* **Exercise directions**
Rewrite every item from the one containing "the red car" down to the last item, both ends included, with each coordinate in the answer points offset by 123. Copy the rest of those items unchanged and leave out all earlier items.

^^^^^^^^

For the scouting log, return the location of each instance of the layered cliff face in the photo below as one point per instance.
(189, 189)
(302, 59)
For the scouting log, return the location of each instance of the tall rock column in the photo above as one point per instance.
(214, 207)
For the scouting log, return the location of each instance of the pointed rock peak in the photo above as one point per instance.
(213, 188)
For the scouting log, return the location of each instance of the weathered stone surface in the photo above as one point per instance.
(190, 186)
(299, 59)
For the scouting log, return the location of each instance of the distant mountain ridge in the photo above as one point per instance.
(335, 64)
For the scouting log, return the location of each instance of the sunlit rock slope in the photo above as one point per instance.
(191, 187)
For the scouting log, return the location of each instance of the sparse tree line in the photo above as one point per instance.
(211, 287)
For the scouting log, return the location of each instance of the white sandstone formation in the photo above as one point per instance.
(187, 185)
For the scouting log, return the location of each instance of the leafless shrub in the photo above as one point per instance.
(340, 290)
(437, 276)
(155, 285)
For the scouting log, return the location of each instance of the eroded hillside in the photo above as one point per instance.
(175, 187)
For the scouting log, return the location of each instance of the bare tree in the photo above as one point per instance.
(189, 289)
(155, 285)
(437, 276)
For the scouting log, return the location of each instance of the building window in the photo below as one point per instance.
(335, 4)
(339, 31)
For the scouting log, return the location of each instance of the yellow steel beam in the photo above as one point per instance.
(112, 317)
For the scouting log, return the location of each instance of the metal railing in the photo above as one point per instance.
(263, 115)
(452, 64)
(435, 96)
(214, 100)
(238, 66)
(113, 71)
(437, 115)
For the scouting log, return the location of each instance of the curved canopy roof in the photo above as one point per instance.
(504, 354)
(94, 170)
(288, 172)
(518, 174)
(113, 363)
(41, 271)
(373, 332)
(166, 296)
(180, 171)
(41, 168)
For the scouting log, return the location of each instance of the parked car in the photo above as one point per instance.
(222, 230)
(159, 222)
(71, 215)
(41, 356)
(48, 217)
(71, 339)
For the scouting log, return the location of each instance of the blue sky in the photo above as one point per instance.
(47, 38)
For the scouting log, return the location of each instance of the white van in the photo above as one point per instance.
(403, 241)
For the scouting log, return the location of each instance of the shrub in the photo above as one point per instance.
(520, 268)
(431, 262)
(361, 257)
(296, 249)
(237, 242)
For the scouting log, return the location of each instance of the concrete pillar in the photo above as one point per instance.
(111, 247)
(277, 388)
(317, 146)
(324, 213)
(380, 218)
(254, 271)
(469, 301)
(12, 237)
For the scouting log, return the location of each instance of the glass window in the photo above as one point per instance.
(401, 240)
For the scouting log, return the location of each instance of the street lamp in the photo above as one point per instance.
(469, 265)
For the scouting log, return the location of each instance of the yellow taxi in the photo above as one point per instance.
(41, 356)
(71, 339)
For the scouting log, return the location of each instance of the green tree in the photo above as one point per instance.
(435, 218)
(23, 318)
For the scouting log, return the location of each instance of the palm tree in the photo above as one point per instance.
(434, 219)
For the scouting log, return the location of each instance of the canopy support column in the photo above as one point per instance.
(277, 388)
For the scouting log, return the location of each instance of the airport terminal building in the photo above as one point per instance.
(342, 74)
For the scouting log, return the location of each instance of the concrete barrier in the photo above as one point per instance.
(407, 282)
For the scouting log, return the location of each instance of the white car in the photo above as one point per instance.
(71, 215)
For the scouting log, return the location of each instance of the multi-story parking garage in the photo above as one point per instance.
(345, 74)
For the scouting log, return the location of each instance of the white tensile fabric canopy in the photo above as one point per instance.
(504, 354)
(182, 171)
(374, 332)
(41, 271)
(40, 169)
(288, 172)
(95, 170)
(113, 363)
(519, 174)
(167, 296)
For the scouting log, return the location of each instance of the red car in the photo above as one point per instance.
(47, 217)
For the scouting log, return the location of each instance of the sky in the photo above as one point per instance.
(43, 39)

^^^^^^^^

* **Answer to the problem**
For the scouting log, return the location of each instance of the red car in the photo above as one point per instance.
(170, 340)
For the scouting log, return the location of each instance of the sky in the photo above as one point per instance.
(166, 162)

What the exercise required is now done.